═══ GIVEN DATA

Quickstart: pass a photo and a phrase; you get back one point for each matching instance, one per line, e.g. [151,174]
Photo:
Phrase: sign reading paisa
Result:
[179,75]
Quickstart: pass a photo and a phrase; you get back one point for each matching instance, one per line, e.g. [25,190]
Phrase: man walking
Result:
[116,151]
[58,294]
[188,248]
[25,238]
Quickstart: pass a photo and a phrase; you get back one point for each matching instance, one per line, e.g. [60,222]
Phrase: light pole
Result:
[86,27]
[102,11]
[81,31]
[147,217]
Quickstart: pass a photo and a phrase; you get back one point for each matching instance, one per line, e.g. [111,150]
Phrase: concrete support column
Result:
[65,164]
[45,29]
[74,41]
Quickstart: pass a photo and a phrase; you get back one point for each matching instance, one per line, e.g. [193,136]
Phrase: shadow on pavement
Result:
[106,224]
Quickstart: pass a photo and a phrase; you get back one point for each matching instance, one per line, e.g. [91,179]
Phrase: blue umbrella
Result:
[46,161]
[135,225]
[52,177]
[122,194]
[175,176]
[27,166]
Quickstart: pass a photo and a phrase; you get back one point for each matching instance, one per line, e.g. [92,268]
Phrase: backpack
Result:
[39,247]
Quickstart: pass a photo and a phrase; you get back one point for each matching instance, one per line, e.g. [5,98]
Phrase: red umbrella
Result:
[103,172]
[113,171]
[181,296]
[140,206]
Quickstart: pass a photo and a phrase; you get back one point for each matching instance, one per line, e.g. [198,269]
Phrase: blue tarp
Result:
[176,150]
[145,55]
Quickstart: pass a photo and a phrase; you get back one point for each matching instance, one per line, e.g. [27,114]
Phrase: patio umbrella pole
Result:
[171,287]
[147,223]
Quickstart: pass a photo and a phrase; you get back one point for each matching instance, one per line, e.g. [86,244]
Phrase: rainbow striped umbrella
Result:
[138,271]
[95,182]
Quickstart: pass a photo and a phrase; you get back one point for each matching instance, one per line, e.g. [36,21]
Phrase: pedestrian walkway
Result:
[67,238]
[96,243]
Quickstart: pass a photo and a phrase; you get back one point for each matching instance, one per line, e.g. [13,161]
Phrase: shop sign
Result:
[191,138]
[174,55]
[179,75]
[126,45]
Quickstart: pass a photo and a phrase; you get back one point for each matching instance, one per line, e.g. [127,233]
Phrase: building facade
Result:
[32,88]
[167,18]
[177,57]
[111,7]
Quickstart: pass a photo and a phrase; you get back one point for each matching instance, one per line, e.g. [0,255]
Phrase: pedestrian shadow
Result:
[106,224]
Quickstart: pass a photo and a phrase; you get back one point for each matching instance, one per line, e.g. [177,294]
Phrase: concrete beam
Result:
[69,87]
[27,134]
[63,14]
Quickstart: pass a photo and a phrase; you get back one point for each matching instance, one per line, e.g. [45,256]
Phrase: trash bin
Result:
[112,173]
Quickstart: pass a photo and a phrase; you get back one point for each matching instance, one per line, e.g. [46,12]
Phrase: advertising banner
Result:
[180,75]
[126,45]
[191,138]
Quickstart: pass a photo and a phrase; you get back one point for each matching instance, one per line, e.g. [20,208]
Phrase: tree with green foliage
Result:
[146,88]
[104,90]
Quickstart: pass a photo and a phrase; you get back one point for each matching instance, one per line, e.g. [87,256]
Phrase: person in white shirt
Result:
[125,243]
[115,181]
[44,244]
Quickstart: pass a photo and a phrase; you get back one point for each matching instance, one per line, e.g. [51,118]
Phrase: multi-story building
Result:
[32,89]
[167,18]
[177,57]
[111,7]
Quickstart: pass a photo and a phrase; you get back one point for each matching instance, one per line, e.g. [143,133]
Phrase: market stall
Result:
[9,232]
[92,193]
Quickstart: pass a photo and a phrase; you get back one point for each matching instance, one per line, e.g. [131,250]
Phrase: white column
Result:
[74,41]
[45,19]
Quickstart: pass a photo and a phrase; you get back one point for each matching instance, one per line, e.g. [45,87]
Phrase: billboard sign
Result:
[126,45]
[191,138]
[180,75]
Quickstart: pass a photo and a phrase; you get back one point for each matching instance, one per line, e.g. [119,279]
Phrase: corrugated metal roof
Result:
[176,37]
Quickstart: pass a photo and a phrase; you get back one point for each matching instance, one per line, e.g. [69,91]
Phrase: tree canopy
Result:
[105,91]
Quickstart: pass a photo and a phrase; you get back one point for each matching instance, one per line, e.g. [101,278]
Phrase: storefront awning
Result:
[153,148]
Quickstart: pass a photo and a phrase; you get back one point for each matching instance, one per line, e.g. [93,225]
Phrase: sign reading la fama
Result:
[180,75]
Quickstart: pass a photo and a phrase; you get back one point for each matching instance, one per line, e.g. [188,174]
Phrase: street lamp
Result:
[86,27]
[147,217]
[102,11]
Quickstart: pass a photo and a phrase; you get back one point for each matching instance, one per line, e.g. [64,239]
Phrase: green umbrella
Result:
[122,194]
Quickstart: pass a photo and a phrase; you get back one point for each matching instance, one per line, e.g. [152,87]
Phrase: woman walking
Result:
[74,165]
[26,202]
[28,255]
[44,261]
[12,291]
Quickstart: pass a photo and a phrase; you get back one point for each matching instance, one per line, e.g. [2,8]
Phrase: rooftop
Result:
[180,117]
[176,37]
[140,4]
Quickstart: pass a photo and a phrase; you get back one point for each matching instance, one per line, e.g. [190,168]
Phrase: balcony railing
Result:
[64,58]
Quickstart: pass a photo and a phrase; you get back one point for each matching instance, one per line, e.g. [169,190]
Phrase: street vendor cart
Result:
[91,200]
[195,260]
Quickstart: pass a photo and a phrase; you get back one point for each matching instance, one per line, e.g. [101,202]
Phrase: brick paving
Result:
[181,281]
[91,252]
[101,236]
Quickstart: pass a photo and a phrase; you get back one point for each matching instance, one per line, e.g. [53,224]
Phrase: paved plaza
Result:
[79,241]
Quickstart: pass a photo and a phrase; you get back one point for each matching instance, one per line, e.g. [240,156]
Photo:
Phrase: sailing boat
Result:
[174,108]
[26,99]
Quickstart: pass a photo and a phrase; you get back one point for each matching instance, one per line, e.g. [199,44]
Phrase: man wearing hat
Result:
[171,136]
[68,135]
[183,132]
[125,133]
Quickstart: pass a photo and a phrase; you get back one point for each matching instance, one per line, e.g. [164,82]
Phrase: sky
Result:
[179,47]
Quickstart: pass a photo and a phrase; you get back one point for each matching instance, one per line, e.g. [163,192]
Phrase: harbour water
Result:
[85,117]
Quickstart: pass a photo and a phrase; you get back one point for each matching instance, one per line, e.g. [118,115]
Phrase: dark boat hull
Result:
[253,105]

══════

WORK INSTRUCTIONS
Copy the whole of the data above exactly.

SOLUTION BELOW
Quickstart: pass a photo and a phrase; you get back one point for each matching instance, one per line, e.g. [151,174]
Photo:
Phrase: sign reading paisa
Result:
[179,75]
Quickstart: pass a photo and a phrase; you get back one point for each matching instance, one per line, e.g. [25,190]
Phrase: man walking
Result:
[116,151]
[58,294]
[188,248]
[25,238]
Quickstart: pass a photo and a phrase; you get back one point for each matching instance, one per line, e.g. [60,222]
Phrase: light pole
Result:
[86,27]
[102,11]
[81,31]
[147,217]
Quickstart: pass a photo and a phrase; you get back one point for each matching instance, one per line, e.g. [111,150]
Phrase: concrete support column
Result:
[65,164]
[45,29]
[74,41]
Quickstart: pass a photo and a phrase; you get back one point for each matching instance, one per line, e.g. [193,136]
Phrase: shadow on pavement
Result:
[106,224]
Quickstart: pass a photo and a phrase; you get back one point for each matching instance, one per line, e.g. [91,179]
Phrase: blue umbrella
Result:
[46,161]
[135,225]
[52,177]
[122,194]
[175,176]
[27,166]
Quickstart: pass a photo and a phrase; you get back one point for each matching instance, one per line, e.g. [92,268]
Phrase: backpack
Result:
[39,247]
Quickstart: pass a photo and a phrase; you get back one point for each matching instance, one per line, e.g. [5,98]
Phrase: red umbrella
Result:
[103,172]
[113,171]
[181,296]
[140,206]
Quickstart: pass a photo and a phrase; you get back one point for each matching instance, one per line, e.g. [198,269]
Phrase: blue tarp
Result:
[176,150]
[145,55]
Quickstart: pass a photo and a phrase; you get back one point for each matching instance, one per line, e.g. [27,114]
Phrase: patio umbrella pole
Result:
[171,287]
[147,223]
Quickstart: pass a photo and a phrase; you get back one point for each matching instance, one per line, e.g. [86,244]
Phrase: rainbow striped umbrella
Result:
[138,271]
[95,182]
Quickstart: pass a photo and a phrase; you get back one point for each matching instance, one per line, e.g. [36,21]
Phrase: pedestrian walkway
Result:
[67,238]
[96,243]
Quickstart: pass a photo and a phrase; you get back one point for each matching instance, one per line, e.g. [13,161]
Phrase: shop sign
Result:
[191,138]
[174,55]
[179,75]
[126,45]
Quickstart: pass a photo and a phrase; you get back one point for each matching instance, one per line, e.g. [127,233]
Phrase: building facade
Result:
[32,88]
[167,18]
[177,57]
[111,7]
Quickstart: pass a photo and a phrase; you get back one point for each matching instance, one per line, e.g. [0,255]
Phrase: pedestrian shadow
Result:
[106,224]
Quickstart: pass a photo and a phrase; you get back one point for each matching instance, one per line, e.g. [177,294]
Phrase: concrete beam
Result:
[69,87]
[27,134]
[63,14]
Quickstart: pass a photo and a phrase; you get back one point for each matching instance, one per line, e.g. [45,256]
Phrase: trash bin
Result:
[112,173]
Quickstart: pass a photo and a phrase; you get back one point for each matching instance, one per line, e.g. [46,12]
Phrase: advertising banner
Result:
[180,75]
[126,45]
[191,138]
Quickstart: pass a photo and a phrase; you get back one point for each matching instance, one per line, e.g. [20,208]
Phrase: tree with green foliage
Result:
[146,88]
[104,90]
Quickstart: pass a photo and a phrase; you get back one point for each matching instance, one per line, e.g. [87,256]
Phrase: person in white shirt
Result:
[125,243]
[115,181]
[44,244]
Quickstart: pass a photo and a phrase; you get back one point for each matching instance, one per line, e.g. [51,118]
Phrase: multi-story building
Result:
[32,89]
[167,18]
[177,57]
[111,7]
Quickstart: pass a photo and a phrase; you get back one point for each matching instance, one per line, e.g. [143,133]
Phrase: market stall
Result:
[9,232]
[92,193]
Quickstart: pass a photo and a phrase; you get back one point for each matching instance, one per line, e.g. [131,250]
Phrase: white column
Result:
[74,41]
[45,19]
Quickstart: pass a photo and a phrase; you get back one point for each matching instance, one per line, e.g. [45,87]
Phrase: billboard sign
Result:
[126,45]
[191,138]
[180,75]
Quickstart: pass a photo and a phrase; you get back one point for each matching instance, one per line, e.g. [119,279]
Phrase: corrugated metal roof
Result:
[176,37]
Quickstart: pass a photo and a phrase; you get back one point for each matching instance, one per line, e.g. [69,91]
Phrase: tree canopy
Result:
[105,91]
Quickstart: pass a photo and a phrase; you get back one point for each matching instance, one per line, e.g. [101,278]
Phrase: storefront awning
Result:
[153,148]
Quickstart: pass a photo and a phrase; you get back one point for each matching instance, one per line, e.g. [93,225]
Phrase: sign reading la fama
Result:
[180,75]
Quickstart: pass a photo and a phrase; you get back one point for each matching instance, one per line, e.g. [188,174]
Phrase: street lamp
Result:
[86,27]
[147,217]
[102,11]
Quickstart: pass a photo and a phrase; you get back one point for each matching instance, one per line, e.g. [64,239]
Phrase: green umbrella
Result:
[122,194]
Quickstart: pass a photo and a phrase; you get back one point for each matching instance, one per line, e.g. [152,87]
Phrase: woman walking
Result:
[74,165]
[26,202]
[28,255]
[44,261]
[12,291]
Quickstart: pass a photo and a phrase; you get back one point for each matching instance, one per line, e.g. [2,8]
Phrase: rooftop
Result:
[180,117]
[176,37]
[140,4]
Quickstart: pass a photo and a phrase; you get back one point for each matching instance, one per line, e.g. [190,168]
Phrase: balcony railing
Result:
[64,58]
Quickstart: pass a photo and a phrase; you get back one point for each matching instance, one per line, e.g. [169,190]
Phrase: street vendor cart
Result:
[91,200]
[195,260]
Quickstart: pass a photo and a phrase; you get back one point for each matching instance, one per line, e.g. [101,202]
Phrase: brick paving
Result:
[181,281]
[91,252]
[101,236]
Quickstart: pass a photo and a phrase; you get back one point for each matching instance, one per line, e.g. [53,224]
Phrase: paved plaza
Result:
[79,241]
Quickstart: pass a photo and a phrase; you get back one point for each matching instance, one per line, e.g. [240,156]
Photo:
Phrase: sailing boat
Result:
[174,108]
[26,99]
Quickstart: pass a photo and a phrase; you get back one point for each matching instance, one per line, e.g. [199,44]
Phrase: man wearing hat
Result:
[171,136]
[68,135]
[183,132]
[125,133]
Quickstart: pass a photo and a phrase; you get back one point for each matching instance, one per line, e.g. [164,82]
Phrase: sky
Result:
[179,47]
Quickstart: pass a photo and a phrase; you get back one point for each matching instance, one per line, e.g. [163,192]
Phrase: harbour water
Result:
[85,117]
Quickstart: pass a photo and a phrase; you get back one point for each matching instance, one per line, e.g. [118,115]
Phrase: dark boat hull
Result:
[253,105]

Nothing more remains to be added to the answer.